=== Section Start ===

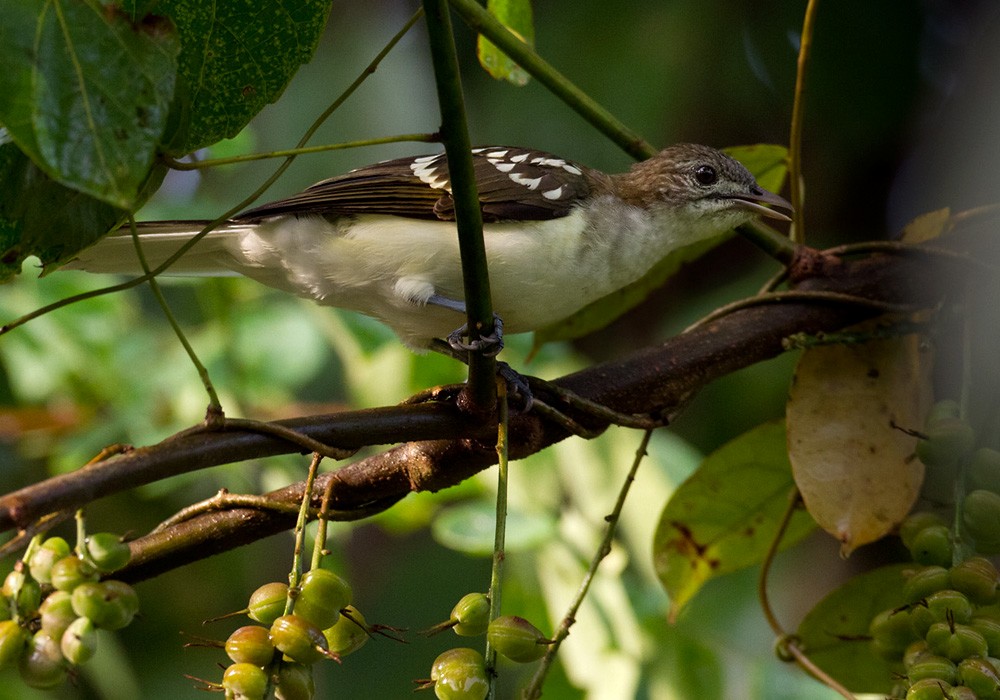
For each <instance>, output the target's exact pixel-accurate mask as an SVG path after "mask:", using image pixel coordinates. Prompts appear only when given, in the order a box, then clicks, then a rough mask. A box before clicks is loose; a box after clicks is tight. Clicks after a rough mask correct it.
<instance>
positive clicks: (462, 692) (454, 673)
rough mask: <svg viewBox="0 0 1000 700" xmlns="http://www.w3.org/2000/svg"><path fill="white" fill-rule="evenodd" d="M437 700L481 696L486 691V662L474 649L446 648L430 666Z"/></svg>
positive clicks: (458, 698)
mask: <svg viewBox="0 0 1000 700" xmlns="http://www.w3.org/2000/svg"><path fill="white" fill-rule="evenodd" d="M431 680H433V681H434V694H435V695H436V696H437V697H438V700H484V699H485V698H486V695H487V693H488V692H489V682H488V680H487V677H486V662H485V661H484V660H483V655H482V654H480V653H479V652H478V651H476V650H475V649H468V648H459V649H449V650H448V651H446V652H444V653H443V654H441V655H440V656H438V657H437V658H436V659H434V664H433V665H432V666H431Z"/></svg>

=== Section End ===

TASK
For the word "instance", show every line of the entries that holds it.

PROBLEM SOLUTION
For each <instance>, output the target's exact pixel-accurate mask as an SVG path after "mask:", using image pixel coordinates. Prompts appear only when given, in the order a box, then clicks, then a rough mask. A box before clicks is loose; a box after clicks is tight. Clicks after a rough mask correct it.
<instance>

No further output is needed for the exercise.